Problem details: Transcribe the records word for word, beginning with the first line and ending with the line that contains "130L488 168L489 214L557"; include nothing else.

==========

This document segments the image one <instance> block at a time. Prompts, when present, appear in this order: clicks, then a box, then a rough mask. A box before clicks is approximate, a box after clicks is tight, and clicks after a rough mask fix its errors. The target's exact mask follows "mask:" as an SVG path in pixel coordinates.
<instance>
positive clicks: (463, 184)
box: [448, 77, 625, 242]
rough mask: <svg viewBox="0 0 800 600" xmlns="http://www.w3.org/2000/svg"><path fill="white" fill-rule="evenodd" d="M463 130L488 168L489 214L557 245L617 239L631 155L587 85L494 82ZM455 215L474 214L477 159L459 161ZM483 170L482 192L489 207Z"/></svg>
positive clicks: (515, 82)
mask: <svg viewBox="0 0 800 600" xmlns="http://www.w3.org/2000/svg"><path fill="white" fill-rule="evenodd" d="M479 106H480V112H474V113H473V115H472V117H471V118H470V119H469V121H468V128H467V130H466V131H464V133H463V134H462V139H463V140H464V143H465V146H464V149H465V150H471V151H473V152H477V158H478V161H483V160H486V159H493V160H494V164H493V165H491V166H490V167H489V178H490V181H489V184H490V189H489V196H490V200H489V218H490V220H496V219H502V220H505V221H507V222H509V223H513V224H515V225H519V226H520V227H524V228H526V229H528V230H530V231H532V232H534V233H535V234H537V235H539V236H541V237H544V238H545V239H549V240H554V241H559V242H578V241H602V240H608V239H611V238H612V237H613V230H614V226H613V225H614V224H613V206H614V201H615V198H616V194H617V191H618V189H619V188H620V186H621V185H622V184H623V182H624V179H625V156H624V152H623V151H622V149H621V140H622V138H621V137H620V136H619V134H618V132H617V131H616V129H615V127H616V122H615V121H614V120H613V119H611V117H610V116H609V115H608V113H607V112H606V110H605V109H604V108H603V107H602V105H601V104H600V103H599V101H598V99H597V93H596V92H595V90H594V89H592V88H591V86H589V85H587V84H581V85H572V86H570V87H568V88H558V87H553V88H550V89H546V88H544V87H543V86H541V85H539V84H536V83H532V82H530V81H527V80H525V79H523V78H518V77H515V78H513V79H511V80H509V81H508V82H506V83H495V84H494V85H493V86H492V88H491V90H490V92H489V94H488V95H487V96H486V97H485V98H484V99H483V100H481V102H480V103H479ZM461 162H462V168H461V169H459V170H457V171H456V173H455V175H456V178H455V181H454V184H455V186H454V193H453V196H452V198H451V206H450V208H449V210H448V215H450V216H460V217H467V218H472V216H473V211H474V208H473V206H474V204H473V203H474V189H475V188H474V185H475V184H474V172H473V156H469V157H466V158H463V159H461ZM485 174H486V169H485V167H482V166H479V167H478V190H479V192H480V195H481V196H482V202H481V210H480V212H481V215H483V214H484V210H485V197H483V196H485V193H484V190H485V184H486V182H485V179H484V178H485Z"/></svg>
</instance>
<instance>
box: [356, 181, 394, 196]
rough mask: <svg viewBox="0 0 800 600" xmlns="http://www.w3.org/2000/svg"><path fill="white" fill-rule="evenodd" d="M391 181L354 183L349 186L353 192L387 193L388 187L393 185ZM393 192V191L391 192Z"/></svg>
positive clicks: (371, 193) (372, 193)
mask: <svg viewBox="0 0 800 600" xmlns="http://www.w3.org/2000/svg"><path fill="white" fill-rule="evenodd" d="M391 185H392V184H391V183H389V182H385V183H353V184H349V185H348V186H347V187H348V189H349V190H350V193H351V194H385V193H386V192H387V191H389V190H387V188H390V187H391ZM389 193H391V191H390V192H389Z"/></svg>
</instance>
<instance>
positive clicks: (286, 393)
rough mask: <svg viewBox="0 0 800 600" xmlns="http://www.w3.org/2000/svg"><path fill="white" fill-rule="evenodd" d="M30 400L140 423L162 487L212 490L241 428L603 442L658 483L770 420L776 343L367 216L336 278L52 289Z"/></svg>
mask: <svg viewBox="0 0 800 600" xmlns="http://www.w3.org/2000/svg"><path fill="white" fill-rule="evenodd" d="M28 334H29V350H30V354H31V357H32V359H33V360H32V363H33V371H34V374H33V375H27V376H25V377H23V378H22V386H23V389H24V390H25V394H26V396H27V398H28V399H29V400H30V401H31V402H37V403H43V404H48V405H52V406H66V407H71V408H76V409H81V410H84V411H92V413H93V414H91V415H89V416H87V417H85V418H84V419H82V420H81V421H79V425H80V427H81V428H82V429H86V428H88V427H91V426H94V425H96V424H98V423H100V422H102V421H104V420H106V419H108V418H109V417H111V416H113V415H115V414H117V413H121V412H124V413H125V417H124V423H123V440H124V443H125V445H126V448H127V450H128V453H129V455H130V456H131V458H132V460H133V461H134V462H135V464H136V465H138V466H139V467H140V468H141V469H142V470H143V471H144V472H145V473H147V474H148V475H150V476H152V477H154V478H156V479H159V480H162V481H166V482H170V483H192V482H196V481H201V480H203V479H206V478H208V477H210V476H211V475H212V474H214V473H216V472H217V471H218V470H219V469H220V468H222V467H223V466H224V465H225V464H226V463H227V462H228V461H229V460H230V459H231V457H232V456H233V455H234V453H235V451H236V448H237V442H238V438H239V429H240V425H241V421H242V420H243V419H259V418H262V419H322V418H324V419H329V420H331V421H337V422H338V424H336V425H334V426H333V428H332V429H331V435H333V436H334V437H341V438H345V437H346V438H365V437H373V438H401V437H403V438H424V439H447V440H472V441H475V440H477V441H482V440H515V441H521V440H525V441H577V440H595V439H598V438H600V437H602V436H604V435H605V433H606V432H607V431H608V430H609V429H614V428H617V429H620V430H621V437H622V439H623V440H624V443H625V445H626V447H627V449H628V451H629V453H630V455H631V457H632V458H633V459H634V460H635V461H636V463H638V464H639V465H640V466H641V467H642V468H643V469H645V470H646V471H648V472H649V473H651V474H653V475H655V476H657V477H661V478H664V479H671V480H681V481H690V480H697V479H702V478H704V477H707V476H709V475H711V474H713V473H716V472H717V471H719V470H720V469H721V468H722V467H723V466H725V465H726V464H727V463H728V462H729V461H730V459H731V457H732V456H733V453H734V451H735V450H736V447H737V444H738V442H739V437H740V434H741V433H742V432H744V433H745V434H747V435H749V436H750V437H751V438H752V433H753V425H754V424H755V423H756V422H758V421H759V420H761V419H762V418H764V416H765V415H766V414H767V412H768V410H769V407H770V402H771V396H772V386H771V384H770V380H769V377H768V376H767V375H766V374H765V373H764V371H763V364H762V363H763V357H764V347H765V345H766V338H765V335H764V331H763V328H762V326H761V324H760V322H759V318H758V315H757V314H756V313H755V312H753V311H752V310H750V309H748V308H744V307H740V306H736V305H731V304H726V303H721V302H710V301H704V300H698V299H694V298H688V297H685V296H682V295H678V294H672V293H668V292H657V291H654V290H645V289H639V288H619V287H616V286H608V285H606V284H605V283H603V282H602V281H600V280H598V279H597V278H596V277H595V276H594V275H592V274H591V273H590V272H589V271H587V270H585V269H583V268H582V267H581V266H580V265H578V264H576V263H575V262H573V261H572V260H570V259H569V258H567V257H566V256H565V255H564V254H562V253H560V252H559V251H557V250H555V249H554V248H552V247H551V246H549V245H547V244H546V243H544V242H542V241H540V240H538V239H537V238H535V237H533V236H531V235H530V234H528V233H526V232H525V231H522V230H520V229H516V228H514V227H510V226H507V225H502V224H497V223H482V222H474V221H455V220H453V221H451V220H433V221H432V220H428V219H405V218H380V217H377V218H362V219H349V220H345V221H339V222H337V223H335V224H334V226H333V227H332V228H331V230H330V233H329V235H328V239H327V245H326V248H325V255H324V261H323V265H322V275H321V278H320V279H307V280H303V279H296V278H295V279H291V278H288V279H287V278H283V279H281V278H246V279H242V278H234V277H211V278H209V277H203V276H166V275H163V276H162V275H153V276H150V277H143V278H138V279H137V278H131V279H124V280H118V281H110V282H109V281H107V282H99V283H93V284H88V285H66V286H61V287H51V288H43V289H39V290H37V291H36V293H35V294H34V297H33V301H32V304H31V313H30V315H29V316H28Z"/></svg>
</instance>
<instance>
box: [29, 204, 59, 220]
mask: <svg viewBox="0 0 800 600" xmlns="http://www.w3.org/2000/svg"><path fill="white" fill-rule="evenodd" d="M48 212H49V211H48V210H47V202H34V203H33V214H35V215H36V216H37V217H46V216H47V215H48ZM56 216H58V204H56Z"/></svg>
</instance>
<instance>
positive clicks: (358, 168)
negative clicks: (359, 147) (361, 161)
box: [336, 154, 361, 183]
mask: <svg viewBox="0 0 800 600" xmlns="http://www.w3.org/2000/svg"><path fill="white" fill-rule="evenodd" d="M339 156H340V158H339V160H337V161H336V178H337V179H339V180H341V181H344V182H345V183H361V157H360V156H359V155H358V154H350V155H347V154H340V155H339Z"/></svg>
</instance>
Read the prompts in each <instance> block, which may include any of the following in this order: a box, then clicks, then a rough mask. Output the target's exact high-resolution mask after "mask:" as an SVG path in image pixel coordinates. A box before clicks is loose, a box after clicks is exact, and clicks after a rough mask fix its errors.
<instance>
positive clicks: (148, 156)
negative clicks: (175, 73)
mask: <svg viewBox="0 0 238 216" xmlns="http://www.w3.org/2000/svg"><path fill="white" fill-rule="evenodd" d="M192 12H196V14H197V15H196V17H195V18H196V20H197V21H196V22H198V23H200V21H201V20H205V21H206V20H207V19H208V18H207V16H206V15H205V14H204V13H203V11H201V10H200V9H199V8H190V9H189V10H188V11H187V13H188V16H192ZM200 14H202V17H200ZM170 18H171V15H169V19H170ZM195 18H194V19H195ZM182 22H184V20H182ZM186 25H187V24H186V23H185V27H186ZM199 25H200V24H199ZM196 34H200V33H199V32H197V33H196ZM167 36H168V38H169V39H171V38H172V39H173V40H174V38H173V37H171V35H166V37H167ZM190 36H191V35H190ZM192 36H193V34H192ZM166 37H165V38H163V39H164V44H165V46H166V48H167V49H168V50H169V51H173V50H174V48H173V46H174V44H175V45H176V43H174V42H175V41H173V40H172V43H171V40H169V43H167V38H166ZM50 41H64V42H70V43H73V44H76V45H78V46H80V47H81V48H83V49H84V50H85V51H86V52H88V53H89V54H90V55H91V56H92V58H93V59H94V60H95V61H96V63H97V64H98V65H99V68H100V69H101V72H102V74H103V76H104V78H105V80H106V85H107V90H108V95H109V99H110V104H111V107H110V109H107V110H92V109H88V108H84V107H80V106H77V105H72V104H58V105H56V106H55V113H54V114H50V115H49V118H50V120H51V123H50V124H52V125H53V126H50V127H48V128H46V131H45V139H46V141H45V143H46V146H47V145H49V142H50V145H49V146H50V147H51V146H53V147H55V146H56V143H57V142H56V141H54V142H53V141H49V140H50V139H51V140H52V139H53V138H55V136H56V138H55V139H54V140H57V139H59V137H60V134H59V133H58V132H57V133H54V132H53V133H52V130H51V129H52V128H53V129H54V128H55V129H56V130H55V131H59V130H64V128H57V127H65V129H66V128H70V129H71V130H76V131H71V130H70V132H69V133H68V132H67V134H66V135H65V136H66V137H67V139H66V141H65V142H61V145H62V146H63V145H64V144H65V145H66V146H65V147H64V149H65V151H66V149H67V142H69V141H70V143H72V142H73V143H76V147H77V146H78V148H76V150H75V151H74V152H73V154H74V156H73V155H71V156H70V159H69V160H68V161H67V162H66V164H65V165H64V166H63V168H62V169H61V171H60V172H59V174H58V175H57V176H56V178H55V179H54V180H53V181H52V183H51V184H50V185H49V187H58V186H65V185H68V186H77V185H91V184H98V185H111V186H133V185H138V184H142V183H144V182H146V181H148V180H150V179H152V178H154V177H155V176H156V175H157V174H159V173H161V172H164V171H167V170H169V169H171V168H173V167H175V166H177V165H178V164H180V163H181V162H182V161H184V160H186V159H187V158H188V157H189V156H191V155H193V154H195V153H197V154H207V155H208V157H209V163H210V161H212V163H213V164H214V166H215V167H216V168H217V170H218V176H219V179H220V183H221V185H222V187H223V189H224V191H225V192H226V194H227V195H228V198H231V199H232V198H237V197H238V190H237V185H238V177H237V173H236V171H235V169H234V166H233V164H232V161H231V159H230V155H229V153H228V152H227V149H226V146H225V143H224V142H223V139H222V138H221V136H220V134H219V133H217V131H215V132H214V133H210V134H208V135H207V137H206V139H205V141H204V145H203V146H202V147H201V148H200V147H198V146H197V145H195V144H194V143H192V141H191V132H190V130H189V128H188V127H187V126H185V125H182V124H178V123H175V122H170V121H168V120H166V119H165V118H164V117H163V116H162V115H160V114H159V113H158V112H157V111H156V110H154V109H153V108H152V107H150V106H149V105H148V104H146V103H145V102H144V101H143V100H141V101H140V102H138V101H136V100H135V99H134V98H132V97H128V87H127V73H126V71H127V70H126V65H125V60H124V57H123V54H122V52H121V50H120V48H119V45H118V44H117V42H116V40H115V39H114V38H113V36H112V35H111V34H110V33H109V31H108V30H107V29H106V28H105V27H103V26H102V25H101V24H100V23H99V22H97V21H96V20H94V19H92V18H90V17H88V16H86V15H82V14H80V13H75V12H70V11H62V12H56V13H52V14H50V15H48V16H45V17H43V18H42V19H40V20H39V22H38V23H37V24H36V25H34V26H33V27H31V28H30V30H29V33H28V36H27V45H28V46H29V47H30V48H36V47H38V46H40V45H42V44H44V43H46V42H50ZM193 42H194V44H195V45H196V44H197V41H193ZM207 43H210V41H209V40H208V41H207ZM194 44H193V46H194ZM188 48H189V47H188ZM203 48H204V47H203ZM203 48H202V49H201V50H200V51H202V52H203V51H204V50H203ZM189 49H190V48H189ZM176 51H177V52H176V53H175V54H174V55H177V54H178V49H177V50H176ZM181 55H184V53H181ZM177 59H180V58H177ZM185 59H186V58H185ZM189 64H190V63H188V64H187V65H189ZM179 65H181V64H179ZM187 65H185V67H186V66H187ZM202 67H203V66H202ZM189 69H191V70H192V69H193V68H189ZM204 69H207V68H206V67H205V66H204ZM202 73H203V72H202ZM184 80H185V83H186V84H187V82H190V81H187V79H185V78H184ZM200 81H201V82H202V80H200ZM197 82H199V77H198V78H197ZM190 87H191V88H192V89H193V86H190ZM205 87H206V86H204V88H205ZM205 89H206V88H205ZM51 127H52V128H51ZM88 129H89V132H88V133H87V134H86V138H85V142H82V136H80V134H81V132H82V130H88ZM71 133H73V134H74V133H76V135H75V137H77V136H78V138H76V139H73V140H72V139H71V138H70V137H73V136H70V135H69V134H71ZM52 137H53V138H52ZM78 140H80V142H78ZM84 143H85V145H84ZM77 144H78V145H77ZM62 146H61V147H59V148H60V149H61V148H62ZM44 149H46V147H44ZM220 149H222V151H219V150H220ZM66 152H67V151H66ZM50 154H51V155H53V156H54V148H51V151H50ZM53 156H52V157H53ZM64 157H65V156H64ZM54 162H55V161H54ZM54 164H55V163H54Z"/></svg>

==========

Expected answer:
This document segments the image one <instance> block at a time. Prompts, when present, appear in this order: clicks, then a box, then a rough mask. A box before clicks is approximate, a box after clicks is tight, and clicks after a rough mask fix its errors. The target's exact mask follows "mask:" as an SVG path in pixel coordinates.
<instance>
positive clicks: (463, 184)
box: [448, 77, 625, 242]
rough mask: <svg viewBox="0 0 800 600" xmlns="http://www.w3.org/2000/svg"><path fill="white" fill-rule="evenodd" d="M463 130L488 168L489 214L557 245L617 239L631 155L587 85L494 82ZM455 215L474 214L477 159L459 161ZM483 170L482 192L489 207Z"/></svg>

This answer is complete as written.